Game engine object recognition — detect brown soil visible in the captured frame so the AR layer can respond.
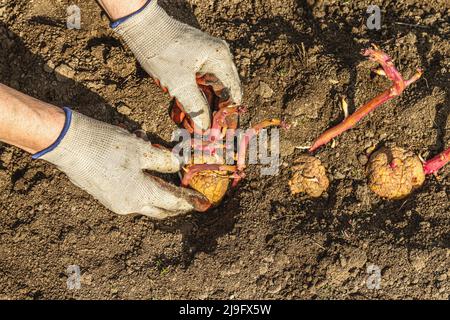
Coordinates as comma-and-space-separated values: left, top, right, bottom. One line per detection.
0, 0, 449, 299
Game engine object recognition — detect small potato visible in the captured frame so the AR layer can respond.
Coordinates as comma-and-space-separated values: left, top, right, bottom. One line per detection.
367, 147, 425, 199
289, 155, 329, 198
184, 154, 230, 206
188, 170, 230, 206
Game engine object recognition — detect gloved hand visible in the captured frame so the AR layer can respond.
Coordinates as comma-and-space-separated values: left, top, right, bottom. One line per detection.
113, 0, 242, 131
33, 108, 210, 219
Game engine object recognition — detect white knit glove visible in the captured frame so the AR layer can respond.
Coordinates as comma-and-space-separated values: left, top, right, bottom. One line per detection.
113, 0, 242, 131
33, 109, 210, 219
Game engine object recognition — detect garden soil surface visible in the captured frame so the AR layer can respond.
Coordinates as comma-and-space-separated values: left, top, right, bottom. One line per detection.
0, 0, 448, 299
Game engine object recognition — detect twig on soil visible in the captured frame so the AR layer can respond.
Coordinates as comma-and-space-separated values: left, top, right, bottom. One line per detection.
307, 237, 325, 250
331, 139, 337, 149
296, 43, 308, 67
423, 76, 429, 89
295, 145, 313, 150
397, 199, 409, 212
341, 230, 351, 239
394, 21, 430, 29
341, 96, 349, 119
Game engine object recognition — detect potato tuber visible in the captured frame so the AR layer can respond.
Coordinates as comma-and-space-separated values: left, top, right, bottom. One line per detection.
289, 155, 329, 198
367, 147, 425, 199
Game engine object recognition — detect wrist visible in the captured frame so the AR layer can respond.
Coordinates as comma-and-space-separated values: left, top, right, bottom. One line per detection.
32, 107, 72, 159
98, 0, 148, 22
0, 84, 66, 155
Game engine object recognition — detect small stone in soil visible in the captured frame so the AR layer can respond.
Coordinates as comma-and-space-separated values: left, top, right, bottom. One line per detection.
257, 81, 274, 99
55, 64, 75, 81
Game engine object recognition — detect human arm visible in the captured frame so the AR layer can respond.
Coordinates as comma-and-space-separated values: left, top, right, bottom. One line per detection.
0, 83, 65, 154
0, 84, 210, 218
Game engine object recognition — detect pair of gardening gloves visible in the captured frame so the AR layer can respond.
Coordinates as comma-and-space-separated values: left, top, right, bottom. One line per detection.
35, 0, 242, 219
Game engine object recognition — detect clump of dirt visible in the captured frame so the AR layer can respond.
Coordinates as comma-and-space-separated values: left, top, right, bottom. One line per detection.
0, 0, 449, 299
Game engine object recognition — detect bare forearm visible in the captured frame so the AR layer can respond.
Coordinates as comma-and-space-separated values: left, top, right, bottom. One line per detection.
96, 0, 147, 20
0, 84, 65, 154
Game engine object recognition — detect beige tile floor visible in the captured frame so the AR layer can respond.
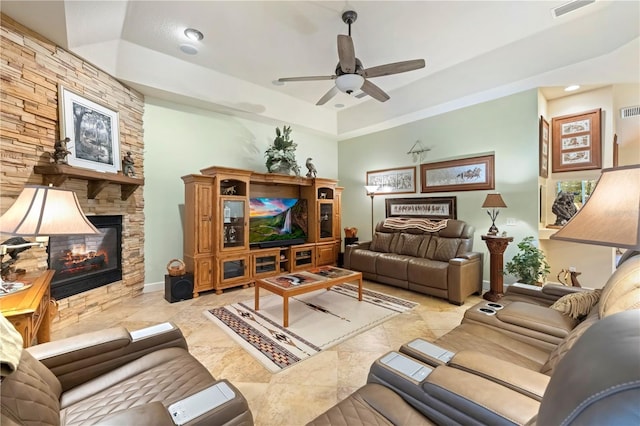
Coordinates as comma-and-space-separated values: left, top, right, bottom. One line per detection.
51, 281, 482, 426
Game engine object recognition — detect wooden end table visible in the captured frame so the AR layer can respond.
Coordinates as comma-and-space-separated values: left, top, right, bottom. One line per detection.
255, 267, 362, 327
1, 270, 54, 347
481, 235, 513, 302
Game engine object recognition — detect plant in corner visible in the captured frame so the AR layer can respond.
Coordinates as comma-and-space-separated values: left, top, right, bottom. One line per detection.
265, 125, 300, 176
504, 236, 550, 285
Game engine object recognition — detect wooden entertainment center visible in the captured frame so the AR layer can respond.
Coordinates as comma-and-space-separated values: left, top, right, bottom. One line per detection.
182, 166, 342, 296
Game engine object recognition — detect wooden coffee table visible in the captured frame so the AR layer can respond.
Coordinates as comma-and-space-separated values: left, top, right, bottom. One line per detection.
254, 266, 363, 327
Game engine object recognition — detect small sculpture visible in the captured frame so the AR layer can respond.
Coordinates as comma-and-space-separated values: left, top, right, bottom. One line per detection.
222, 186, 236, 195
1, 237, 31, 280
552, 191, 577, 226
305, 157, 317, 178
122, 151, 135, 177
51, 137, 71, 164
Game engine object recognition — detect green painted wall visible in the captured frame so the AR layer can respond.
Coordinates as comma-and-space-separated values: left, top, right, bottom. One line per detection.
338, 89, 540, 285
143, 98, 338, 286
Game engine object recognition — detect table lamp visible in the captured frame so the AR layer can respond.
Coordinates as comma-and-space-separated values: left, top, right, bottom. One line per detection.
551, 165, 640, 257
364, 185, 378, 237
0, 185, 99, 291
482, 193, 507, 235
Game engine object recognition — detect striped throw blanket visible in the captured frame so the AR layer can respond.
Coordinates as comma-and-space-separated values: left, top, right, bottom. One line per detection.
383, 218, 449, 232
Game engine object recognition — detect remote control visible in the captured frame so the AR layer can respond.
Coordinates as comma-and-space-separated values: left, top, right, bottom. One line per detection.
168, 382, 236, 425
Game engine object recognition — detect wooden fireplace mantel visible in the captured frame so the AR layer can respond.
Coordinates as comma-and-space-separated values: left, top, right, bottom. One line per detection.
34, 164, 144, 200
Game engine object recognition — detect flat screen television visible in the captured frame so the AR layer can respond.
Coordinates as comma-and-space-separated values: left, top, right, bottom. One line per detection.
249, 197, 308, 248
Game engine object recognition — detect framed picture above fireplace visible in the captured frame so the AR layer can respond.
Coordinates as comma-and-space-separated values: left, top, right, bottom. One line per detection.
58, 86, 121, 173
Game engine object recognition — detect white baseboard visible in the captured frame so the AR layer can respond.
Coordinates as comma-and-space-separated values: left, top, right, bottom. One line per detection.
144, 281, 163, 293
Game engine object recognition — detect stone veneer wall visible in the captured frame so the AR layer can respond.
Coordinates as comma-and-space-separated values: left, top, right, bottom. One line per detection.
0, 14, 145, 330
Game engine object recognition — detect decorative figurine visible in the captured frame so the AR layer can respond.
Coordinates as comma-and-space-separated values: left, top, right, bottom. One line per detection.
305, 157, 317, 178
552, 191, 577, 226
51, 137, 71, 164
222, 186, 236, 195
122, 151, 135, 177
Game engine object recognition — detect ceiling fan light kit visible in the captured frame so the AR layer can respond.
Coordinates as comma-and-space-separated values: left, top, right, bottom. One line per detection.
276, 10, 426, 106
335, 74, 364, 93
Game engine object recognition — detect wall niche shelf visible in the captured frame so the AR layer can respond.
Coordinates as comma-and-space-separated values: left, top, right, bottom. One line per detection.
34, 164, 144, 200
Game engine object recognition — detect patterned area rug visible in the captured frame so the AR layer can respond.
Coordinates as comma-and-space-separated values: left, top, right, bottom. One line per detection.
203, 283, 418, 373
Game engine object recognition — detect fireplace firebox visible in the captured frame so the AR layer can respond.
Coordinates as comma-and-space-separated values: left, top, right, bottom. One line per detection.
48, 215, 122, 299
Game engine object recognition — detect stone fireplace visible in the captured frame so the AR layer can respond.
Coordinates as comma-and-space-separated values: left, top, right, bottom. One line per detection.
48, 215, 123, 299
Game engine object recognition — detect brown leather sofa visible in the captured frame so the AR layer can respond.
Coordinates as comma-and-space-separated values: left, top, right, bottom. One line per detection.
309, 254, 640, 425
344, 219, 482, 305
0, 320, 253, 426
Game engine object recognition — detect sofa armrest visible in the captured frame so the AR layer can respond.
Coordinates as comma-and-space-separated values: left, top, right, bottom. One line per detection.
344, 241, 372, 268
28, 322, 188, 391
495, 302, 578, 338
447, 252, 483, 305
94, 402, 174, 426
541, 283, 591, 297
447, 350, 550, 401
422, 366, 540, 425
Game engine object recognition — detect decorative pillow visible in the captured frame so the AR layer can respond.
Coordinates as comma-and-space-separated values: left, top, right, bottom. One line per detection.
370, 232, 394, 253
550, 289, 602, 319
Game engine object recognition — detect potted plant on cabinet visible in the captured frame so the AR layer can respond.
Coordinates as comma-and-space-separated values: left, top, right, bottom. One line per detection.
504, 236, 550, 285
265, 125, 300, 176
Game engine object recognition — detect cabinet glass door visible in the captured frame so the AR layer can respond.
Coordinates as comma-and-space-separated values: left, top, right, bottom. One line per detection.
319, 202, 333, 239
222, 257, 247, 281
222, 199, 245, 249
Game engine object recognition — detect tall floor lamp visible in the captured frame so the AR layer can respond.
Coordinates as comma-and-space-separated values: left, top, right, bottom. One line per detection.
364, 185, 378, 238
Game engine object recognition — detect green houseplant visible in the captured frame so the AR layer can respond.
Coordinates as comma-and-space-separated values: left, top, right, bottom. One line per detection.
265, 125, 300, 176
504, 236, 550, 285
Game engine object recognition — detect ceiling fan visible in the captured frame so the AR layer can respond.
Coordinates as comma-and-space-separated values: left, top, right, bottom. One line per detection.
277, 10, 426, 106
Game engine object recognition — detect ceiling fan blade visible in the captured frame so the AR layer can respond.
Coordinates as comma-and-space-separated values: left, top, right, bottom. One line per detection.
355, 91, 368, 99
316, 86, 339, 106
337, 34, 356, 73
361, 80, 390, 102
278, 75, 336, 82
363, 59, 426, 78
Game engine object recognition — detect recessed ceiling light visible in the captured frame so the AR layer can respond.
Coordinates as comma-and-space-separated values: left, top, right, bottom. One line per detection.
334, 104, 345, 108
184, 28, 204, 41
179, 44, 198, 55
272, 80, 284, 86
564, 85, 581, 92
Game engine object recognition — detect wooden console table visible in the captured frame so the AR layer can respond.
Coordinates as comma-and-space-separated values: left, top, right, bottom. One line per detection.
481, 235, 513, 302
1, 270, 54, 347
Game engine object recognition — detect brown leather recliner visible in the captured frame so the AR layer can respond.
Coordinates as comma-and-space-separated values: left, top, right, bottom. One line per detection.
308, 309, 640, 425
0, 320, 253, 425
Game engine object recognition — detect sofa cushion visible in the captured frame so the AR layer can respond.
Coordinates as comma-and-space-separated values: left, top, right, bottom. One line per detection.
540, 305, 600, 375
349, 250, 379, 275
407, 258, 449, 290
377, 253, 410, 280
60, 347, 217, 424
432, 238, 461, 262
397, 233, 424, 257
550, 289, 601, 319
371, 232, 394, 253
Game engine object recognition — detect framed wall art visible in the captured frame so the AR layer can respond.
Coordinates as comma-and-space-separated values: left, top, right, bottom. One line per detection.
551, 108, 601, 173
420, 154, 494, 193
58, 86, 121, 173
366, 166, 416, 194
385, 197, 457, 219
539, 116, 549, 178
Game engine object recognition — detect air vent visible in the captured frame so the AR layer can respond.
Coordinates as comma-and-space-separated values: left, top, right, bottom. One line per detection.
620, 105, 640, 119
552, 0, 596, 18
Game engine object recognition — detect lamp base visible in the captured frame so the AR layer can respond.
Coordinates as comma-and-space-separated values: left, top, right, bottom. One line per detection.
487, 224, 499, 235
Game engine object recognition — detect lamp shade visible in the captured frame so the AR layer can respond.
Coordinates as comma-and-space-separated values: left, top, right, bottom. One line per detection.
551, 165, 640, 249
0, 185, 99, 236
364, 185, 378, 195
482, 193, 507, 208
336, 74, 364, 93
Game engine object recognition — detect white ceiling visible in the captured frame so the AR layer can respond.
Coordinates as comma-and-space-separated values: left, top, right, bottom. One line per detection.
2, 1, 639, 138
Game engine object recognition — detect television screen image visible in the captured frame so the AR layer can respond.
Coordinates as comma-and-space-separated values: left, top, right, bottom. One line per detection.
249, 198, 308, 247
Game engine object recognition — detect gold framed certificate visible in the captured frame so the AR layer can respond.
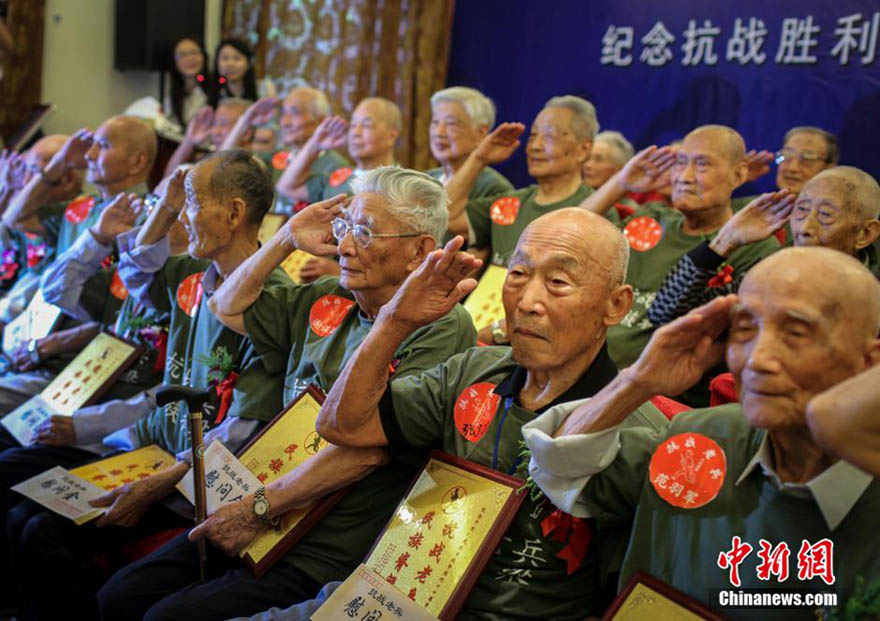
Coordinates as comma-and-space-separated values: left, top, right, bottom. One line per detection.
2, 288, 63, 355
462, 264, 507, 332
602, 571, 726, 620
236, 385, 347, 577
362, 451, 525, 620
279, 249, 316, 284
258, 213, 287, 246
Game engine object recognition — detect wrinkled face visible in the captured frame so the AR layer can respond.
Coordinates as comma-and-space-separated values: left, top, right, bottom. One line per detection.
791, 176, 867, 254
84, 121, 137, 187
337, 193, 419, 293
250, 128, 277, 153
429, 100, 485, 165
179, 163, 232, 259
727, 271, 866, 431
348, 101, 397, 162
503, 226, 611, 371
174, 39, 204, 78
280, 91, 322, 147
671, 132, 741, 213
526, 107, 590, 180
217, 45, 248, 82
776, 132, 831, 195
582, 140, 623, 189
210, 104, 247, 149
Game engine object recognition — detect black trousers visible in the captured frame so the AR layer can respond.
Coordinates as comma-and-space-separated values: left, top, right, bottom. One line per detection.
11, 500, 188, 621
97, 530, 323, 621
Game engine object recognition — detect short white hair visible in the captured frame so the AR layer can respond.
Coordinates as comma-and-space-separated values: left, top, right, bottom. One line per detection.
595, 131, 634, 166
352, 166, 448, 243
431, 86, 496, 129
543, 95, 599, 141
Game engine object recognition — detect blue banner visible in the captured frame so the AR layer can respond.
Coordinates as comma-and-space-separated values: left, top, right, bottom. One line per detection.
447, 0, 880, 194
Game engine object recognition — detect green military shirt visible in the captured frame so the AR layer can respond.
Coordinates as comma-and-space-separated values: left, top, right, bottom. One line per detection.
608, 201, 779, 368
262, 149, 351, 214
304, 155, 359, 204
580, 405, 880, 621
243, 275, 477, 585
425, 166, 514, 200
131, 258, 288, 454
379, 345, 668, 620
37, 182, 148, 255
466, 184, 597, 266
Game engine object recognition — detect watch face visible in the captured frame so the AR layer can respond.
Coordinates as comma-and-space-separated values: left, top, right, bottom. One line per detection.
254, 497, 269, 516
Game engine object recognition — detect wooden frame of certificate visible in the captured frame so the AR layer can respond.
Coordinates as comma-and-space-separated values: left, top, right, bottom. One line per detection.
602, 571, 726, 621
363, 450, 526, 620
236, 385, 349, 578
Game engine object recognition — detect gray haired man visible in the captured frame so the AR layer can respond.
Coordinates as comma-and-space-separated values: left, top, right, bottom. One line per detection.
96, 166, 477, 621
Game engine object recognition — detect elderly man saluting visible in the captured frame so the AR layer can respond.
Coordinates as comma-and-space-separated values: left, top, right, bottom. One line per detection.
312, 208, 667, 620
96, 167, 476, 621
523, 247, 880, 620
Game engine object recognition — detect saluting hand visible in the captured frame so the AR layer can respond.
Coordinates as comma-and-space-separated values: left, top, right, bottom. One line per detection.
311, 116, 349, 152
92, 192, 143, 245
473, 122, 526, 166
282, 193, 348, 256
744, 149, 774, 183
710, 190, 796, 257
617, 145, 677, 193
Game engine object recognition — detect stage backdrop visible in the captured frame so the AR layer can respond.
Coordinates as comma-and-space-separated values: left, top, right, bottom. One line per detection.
◇ ◇ ◇
▶ [Exercise requirements]:
Look through the entries above and quote exactly the lines from the line with "Game engine object recognition — detect sofa cushion" to the line with "Game engine object recognition — detect air", counting both of those lines.

▶ [Written reply]:
Game engine object recognition — detect sofa cushion visible in the captured frame so the AR layer can respond.
Coordinates as comma-and-space-separated values: left, top, right, bottom. One line per detection.
540, 305, 600, 375
349, 250, 379, 275
407, 258, 449, 290
377, 253, 410, 280
60, 347, 217, 424
432, 238, 461, 262
397, 233, 424, 257
550, 289, 601, 319
371, 232, 394, 253
Game engine object recognition — detect framed wall art visible in the captured frame so the AR layer can respond.
Coordinates as comma-and-space-separated values: left, top, right, bottom. One line per detection.
551, 108, 601, 173
420, 154, 494, 193
58, 86, 121, 173
366, 166, 416, 194
385, 197, 457, 219
539, 116, 549, 178
Game engine object recognition — detect air vent visible in the captured frame so the AR layer can respond.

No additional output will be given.